_OBJECTIVE 1_
From the DWI appeal opinion, set down everything from "CHRISTOPHER WILKINS, Appellant" down to "and Stevens, JJ.".
_OBJECTIVE 2_
According to the DWI appeal opinion, why did Wilkins move to suppress the State's evidence?

_GIVEN PASSAGE_
--------------------
Court of Appeals Sixth Appellate District of Texas at Texarkana
Jan 24, 2019
No. 06-18-00114-CR (Tex. App. Jan. 24, 2019)

Opinion

No. 06-18-00114-CR

01-24-2019

CHRISTOPHER WILKINS, Appellant v. THE STATE OF TEXAS, Appellee


On Appeal from the County Court at Law No. 1 Gregg County, Texas
Trial Court No. 2017-2317 Before Morriss, C.J., Burgess and Stevens, JJ.
MEMORANDUM OPINION

In a trial before the court, Christopher Wilkins was convicted of driving while intoxicated (DWI). At trial, Wilkins filed a motion to suppress the State's evidence on the basis that it was obtained while he was being illegally detained in violation of the Fourth Amendment. The trial court denied Wilkins' motion, found him guilty, and sentenced him to serve 180 days in the county jail. It also imposed a fine in the amount of $600.00. The trial court then suspended imposition of Wilkins' sentence and placed him on community supervision for a period of fifteen months.

On appeal, Wilkins argues that the trial court erred in denying his motion to suppress. After reviewing the record and applicable law, we find no error in the trial court's ruling. We affirm the trial court's judgment.

I. Standard of Review

We review a trial court's ruling on a motion to suppress under a bifurcated standard of review, giving almost total deference to the trial court's determination of historical facts that turn on credibility and demeanor, while reviewing de novo other application-of-law-to-fact questions. See Johnson v. State, 68 S.W.3d 644, 652-53 (Tex. Crim. App. 2002); Carmouche v. State, 10 S.W.3d 323, 327 (Tex. Crim. App. 2000). Appellate courts should also afford nearly total deference to trial court rulings on application-of-law-to-fact questions, also known as mixed questions of law and fact, if the resolution of those ultimate questions turns on an evaluation of credibility and demeanor. Guzman v. State, 955 S.W.2d 85, 89 (Tex. Crim. App. 1997). Appellate courts may review mixed questions of law and fact not falling within this category on a de novo basis. Id. We must affirm the decision if it is correct on any theory of law that finds support in the record. Osbourn v. State, 92 S.W.3d 531, 538 (Tex. Crim. App. 2002).
--------------------
_DATA EXTRACT_
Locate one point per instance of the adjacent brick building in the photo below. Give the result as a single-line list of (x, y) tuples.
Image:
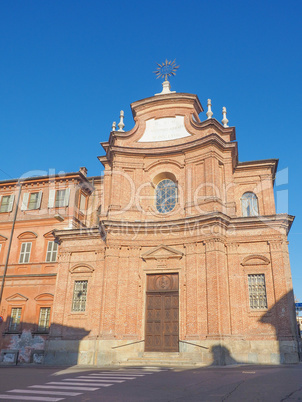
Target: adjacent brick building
[(176, 253)]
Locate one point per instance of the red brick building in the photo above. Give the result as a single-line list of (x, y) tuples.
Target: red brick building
[(175, 254)]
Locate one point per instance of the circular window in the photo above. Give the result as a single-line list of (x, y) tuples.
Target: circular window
[(166, 196)]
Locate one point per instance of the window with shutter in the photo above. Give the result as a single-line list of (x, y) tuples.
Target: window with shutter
[(257, 291), (25, 252), (5, 201), (33, 201), (52, 251), (79, 296), (15, 319)]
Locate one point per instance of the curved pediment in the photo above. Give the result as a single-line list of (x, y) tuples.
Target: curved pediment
[(162, 252), (165, 129), (17, 297), (45, 297), (49, 235), (27, 236), (165, 162), (81, 268), (255, 260)]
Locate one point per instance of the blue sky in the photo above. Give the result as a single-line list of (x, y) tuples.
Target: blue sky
[(68, 67)]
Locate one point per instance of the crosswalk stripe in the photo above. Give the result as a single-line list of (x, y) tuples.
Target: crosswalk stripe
[(79, 384), (65, 386), (30, 398), (96, 380), (31, 391), (119, 375), (107, 376)]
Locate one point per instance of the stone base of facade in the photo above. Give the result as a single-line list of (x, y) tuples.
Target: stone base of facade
[(207, 353)]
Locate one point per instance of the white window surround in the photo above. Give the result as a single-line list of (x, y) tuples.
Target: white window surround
[(6, 203), (82, 207), (249, 204), (25, 252), (58, 198), (44, 319), (52, 251), (31, 200)]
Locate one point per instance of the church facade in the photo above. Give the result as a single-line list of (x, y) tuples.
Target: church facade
[(178, 256)]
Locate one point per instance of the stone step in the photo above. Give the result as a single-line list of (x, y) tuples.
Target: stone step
[(161, 359), (154, 362)]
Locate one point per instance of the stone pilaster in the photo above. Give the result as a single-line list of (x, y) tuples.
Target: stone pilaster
[(60, 303), (283, 307), (110, 291)]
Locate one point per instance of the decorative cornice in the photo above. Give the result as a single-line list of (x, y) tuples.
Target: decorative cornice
[(162, 253), (255, 259), (81, 268)]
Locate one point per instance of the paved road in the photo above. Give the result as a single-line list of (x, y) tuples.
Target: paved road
[(232, 384)]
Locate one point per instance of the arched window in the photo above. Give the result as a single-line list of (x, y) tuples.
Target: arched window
[(166, 196), (249, 204)]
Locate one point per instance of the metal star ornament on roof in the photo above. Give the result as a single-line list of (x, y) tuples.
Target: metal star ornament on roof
[(166, 69)]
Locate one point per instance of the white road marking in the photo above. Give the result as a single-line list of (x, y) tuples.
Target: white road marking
[(79, 384), (90, 379), (30, 398), (73, 387), (31, 391), (123, 373), (107, 376), (119, 374)]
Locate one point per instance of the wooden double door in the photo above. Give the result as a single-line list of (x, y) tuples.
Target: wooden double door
[(162, 313)]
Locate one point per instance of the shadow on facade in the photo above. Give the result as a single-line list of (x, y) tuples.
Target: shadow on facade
[(282, 317), (285, 345), (28, 346)]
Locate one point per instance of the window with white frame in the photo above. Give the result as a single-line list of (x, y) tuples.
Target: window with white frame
[(165, 196), (257, 291), (52, 251), (15, 319), (249, 204), (25, 252), (83, 199), (79, 296), (58, 198), (44, 319), (6, 203), (31, 201)]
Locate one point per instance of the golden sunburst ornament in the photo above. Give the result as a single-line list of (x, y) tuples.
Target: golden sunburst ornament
[(166, 69)]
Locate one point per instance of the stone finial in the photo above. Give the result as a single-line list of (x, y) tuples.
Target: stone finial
[(209, 112), (224, 120), (121, 124), (83, 170), (166, 88)]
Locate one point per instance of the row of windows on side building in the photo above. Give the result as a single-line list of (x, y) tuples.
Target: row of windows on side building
[(165, 200), (25, 251), (32, 201), (257, 301)]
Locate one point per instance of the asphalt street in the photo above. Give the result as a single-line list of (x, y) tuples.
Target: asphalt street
[(231, 383)]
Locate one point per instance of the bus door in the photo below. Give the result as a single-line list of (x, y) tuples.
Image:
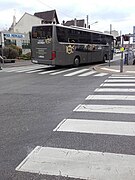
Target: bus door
[(96, 55), (42, 45)]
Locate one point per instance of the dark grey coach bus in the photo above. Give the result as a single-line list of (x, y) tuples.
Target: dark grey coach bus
[(59, 45)]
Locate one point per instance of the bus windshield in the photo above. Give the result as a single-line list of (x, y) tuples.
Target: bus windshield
[(40, 32)]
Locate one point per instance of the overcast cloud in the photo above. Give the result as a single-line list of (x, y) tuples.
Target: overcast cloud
[(120, 14)]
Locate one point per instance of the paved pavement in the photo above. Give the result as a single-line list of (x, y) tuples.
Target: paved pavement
[(127, 69)]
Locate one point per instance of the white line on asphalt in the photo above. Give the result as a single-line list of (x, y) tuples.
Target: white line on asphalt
[(101, 74), (114, 90), (14, 69), (110, 97), (79, 164), (97, 127), (87, 73), (105, 109), (38, 70), (108, 69), (120, 80), (63, 71), (47, 72), (121, 77), (117, 84), (76, 72), (130, 71)]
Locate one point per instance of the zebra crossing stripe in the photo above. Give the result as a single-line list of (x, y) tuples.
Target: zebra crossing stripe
[(105, 109), (114, 90), (47, 72), (87, 73), (120, 80), (76, 72), (63, 71), (108, 69), (110, 97), (117, 84), (121, 77), (101, 74), (130, 71), (97, 127), (79, 164), (33, 71)]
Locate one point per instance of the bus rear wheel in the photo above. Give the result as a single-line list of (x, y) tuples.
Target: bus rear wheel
[(104, 58), (76, 61)]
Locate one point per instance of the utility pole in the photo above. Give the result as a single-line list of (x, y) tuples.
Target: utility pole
[(87, 20), (122, 50), (110, 46), (2, 46)]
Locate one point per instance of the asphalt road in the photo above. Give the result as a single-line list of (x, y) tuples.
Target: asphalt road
[(32, 104)]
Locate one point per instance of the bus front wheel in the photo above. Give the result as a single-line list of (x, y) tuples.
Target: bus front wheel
[(104, 58), (76, 61)]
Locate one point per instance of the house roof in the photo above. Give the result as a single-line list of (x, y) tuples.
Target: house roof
[(48, 16), (79, 23)]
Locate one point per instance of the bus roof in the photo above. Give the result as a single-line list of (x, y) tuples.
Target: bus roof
[(76, 28)]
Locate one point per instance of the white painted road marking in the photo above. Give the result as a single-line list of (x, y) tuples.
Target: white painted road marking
[(120, 80), (110, 97), (105, 109), (87, 73), (38, 70), (76, 72), (47, 72), (114, 90), (108, 69), (117, 84), (63, 71), (121, 77), (79, 164), (97, 127), (101, 74), (130, 71)]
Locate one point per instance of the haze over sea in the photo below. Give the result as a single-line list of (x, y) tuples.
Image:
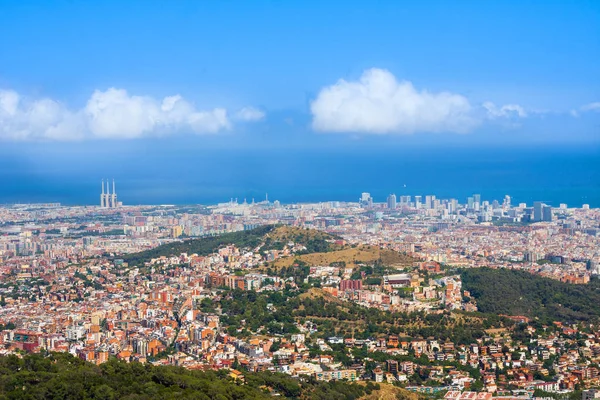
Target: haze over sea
[(553, 174)]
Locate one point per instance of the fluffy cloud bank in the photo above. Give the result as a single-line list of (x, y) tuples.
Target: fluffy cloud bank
[(113, 114), (378, 103), (506, 111)]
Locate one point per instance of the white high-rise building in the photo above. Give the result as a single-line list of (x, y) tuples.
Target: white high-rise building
[(107, 199)]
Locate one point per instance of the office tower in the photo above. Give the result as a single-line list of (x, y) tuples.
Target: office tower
[(546, 213), (453, 205), (428, 202), (113, 198), (392, 201), (470, 203), (366, 199), (537, 211)]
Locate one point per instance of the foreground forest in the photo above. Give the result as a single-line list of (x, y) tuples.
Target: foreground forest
[(510, 292), (62, 376)]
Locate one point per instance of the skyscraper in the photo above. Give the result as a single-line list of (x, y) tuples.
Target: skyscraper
[(546, 213), (391, 201), (537, 211)]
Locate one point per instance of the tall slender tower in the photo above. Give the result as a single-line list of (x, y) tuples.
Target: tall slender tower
[(102, 196), (114, 196), (107, 196)]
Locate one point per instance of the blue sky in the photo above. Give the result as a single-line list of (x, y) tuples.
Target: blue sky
[(512, 70), (89, 84)]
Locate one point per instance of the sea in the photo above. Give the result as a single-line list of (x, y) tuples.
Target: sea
[(553, 175)]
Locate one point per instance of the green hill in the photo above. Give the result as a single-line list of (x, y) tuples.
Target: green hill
[(62, 376), (270, 237), (504, 291), (203, 246)]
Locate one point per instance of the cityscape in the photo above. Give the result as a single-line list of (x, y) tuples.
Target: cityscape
[(390, 200), (77, 280)]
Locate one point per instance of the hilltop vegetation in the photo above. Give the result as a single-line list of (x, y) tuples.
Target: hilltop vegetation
[(503, 291), (269, 237), (350, 256), (203, 246), (62, 376)]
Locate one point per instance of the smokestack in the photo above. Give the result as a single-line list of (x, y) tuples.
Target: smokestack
[(102, 197)]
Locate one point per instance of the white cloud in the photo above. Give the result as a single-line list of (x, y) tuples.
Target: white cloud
[(378, 103), (505, 111), (113, 113), (250, 114), (591, 107), (40, 119)]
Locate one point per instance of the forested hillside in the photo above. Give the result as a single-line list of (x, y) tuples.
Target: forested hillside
[(271, 237), (203, 246), (503, 291), (62, 376)]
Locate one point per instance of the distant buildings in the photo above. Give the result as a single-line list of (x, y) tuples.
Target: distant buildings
[(109, 200), (391, 200), (541, 212)]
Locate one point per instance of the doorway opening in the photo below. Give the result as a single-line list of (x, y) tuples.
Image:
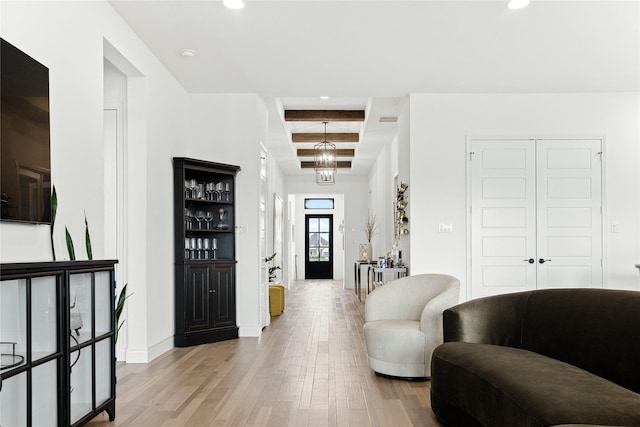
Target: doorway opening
[(318, 246)]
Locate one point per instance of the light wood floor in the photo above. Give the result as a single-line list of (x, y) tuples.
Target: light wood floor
[(309, 368)]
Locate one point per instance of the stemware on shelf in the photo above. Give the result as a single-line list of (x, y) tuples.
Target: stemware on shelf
[(208, 217)]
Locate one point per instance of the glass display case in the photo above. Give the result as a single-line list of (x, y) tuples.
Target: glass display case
[(56, 343)]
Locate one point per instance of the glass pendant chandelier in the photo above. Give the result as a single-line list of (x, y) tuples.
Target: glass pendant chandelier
[(325, 161)]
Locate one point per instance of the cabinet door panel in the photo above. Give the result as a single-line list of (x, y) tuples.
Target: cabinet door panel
[(198, 300), (225, 297)]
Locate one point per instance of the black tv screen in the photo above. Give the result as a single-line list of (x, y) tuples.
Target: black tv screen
[(24, 139)]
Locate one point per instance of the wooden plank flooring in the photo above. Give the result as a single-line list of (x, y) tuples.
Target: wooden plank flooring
[(309, 368)]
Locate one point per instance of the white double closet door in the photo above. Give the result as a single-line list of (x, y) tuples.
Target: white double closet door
[(536, 214)]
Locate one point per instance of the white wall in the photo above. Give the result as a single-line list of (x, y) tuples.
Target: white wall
[(354, 193), (68, 38), (163, 122), (439, 124)]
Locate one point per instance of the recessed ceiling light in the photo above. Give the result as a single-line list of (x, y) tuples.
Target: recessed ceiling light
[(234, 4), (187, 53), (517, 4)]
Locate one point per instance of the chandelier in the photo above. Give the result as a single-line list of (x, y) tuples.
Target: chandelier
[(325, 161)]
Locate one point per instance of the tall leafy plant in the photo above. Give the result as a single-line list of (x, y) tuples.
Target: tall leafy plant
[(272, 268), (120, 299)]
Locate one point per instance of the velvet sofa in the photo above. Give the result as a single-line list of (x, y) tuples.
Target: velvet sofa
[(540, 358)]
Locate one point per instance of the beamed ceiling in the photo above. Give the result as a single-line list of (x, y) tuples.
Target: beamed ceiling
[(370, 56), (333, 119)]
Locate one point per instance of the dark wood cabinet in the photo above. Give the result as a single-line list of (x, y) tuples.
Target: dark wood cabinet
[(205, 287), (56, 343)]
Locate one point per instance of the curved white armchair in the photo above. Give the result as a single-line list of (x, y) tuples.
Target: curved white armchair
[(403, 323)]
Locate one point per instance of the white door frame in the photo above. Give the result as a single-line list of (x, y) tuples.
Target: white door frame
[(604, 219)]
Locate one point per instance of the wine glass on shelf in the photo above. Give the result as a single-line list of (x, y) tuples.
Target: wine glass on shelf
[(205, 247), (187, 189), (200, 247), (200, 218), (187, 248), (193, 184), (219, 190), (221, 223), (188, 219)]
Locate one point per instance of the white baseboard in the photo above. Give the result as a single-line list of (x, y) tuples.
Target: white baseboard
[(147, 355), (249, 331)]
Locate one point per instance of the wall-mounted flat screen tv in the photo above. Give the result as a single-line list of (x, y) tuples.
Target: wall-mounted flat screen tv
[(25, 179)]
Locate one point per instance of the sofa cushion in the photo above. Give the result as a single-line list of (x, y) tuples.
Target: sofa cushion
[(594, 329), (528, 389)]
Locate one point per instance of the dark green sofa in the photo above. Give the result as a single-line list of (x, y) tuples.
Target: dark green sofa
[(540, 358)]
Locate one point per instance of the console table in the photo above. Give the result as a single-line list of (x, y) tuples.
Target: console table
[(376, 274)]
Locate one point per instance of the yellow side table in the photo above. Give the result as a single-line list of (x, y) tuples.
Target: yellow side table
[(276, 299)]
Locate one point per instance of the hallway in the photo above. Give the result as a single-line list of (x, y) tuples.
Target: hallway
[(309, 368)]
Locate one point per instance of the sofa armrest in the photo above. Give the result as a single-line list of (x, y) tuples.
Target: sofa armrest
[(491, 320)]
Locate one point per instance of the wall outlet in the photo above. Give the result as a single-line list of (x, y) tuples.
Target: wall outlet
[(445, 228)]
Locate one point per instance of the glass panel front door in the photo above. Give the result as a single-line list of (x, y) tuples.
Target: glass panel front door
[(319, 246)]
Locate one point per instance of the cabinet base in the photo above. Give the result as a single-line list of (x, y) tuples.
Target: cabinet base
[(204, 337)]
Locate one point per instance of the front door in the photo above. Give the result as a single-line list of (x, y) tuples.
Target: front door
[(319, 247)]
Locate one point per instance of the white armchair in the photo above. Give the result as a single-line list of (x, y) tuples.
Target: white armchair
[(403, 323)]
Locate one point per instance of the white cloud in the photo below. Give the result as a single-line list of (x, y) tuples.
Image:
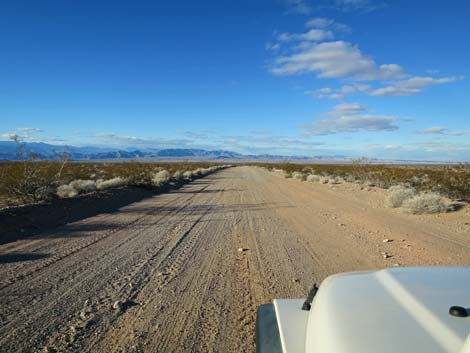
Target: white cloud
[(298, 7), (336, 60), (340, 93), (412, 85), (350, 117), (438, 130), (29, 129), (432, 130), (323, 23), (353, 123), (346, 109), (261, 132), (358, 5), (314, 35)]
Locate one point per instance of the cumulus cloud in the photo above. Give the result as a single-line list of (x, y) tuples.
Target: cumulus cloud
[(437, 130), (350, 117), (432, 130), (323, 23), (301, 7), (337, 59), (29, 129), (315, 52), (261, 132), (357, 5), (346, 109), (412, 85), (353, 123), (314, 35), (339, 93)]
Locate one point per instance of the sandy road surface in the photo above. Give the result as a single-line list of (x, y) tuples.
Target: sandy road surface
[(172, 262)]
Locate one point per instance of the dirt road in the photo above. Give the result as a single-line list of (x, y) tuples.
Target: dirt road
[(171, 266)]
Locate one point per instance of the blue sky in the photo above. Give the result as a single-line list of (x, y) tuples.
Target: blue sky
[(385, 79)]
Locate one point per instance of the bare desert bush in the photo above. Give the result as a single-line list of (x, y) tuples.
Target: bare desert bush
[(425, 203), (313, 178), (161, 178), (452, 181), (111, 183), (66, 191), (32, 180), (299, 176), (76, 187), (397, 194), (188, 175)]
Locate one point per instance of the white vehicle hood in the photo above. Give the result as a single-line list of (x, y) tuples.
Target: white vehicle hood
[(390, 311)]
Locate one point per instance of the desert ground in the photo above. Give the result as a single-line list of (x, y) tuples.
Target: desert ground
[(184, 271)]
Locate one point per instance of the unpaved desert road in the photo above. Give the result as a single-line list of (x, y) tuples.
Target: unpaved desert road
[(172, 262)]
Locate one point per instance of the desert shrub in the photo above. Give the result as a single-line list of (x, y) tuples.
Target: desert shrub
[(110, 183), (336, 180), (83, 186), (398, 194), (188, 175), (299, 176), (66, 191), (425, 203), (76, 187), (161, 178), (177, 176), (313, 178)]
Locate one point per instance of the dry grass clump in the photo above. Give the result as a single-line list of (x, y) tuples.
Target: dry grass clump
[(397, 194), (422, 203), (161, 178), (111, 183), (313, 178), (452, 181), (66, 191), (32, 180), (299, 176)]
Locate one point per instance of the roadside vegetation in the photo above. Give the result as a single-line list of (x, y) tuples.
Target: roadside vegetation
[(33, 181), (414, 189)]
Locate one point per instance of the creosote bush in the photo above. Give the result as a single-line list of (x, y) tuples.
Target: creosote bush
[(397, 194), (28, 181), (452, 181), (425, 203)]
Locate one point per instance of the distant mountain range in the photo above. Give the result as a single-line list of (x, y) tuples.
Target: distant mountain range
[(44, 151)]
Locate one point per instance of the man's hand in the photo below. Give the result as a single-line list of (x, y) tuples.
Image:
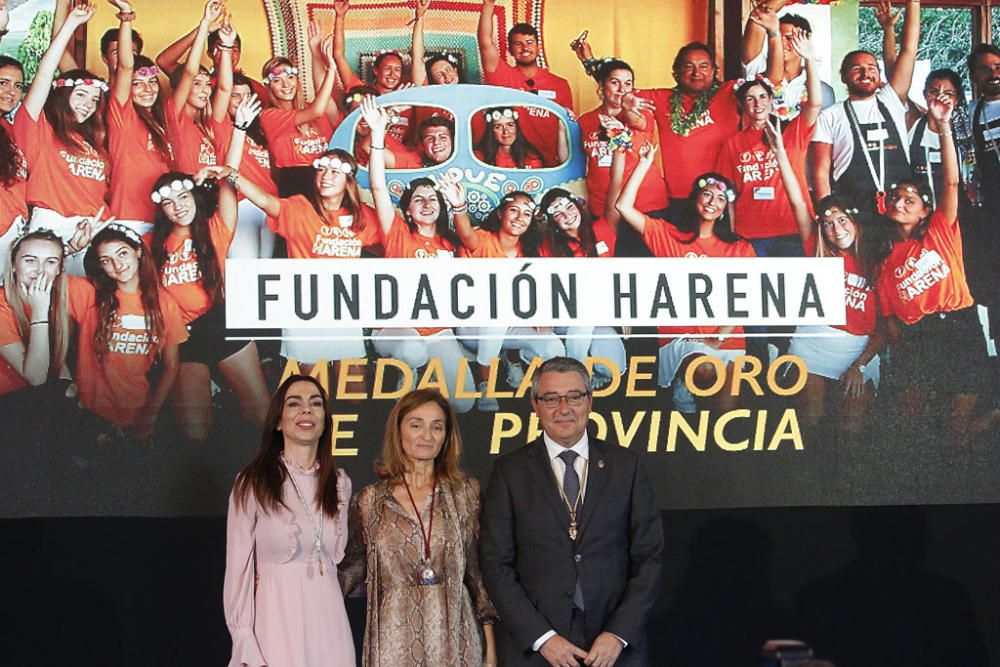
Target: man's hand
[(605, 651), (560, 652)]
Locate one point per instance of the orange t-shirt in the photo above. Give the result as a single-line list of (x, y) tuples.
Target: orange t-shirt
[(116, 388), (652, 195), (180, 276), (489, 247), (309, 236), (400, 242), (688, 156), (193, 148), (605, 237), (665, 240), (925, 276), (13, 201), (762, 209), (291, 145), (69, 181), (255, 165), (135, 163)]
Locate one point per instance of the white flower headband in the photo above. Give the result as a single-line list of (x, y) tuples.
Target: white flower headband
[(703, 183), (498, 114), (175, 187), (335, 163), (73, 83), (281, 69)]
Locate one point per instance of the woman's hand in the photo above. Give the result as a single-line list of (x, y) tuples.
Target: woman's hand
[(452, 190), (38, 295)]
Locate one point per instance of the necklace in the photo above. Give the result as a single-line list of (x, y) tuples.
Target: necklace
[(682, 123), (317, 525), (426, 574)]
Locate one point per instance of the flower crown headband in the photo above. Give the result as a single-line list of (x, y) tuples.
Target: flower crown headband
[(282, 69), (73, 83), (704, 183), (498, 114), (335, 163), (175, 187)]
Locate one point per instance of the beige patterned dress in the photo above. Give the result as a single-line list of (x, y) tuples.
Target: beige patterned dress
[(409, 623)]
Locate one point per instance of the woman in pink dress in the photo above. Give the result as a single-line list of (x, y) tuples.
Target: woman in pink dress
[(286, 532)]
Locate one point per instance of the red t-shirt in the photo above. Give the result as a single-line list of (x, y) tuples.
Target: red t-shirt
[(69, 181), (687, 157), (665, 240), (291, 145), (135, 163), (255, 165), (193, 147), (605, 237), (652, 195), (505, 161), (180, 276), (925, 276), (309, 236), (489, 247), (762, 209), (13, 202), (116, 388)]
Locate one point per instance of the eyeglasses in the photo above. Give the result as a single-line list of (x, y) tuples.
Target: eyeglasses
[(573, 399)]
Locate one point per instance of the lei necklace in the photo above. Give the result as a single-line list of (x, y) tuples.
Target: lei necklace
[(682, 123)]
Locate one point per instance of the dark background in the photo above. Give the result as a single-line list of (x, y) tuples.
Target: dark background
[(908, 586)]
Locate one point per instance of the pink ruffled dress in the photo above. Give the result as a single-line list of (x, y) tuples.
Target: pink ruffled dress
[(281, 611)]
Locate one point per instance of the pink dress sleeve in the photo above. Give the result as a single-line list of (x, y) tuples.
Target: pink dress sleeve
[(240, 583)]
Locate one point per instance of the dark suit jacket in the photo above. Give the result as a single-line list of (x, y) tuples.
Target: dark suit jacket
[(530, 565)]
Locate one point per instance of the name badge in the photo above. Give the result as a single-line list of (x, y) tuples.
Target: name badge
[(930, 260), (881, 134), (992, 134)]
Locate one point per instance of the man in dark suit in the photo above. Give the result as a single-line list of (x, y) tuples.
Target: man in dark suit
[(571, 537)]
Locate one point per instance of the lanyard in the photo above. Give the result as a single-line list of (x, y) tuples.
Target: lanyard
[(317, 525)]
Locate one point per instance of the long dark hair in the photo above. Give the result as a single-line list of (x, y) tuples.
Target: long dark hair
[(206, 202), (154, 118), (520, 150), (442, 225), (106, 287), (76, 136), (265, 474), (530, 239), (688, 221), (557, 238)]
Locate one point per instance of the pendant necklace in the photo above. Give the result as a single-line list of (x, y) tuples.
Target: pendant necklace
[(317, 525), (426, 573)]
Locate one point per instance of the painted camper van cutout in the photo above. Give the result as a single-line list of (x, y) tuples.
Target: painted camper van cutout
[(485, 184)]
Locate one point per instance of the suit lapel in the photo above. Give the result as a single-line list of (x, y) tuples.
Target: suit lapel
[(541, 470), (598, 474)]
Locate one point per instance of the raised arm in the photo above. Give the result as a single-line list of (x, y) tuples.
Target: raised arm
[(126, 59), (213, 12), (940, 109), (224, 73), (418, 73), (34, 101), (902, 71), (378, 120), (803, 46), (488, 51), (626, 200), (796, 198)]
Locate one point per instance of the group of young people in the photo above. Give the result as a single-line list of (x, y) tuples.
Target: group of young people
--------------------
_TASK RESULT 1_
CHRISTOPHER WILKINS, Appellant v. THE STATE OF TEXAS, Appellee


On Appeal from the County Court at Law No. 1 Gregg County, Texas
Trial Court No. 2017-2317 Before Morriss, C.J., Burgess and Stevens, JJ.

_TASK RESULT 2_
Wilkins claimed the evidence was obtained while he was being illegally detained, in violation of the Fourth Amendment.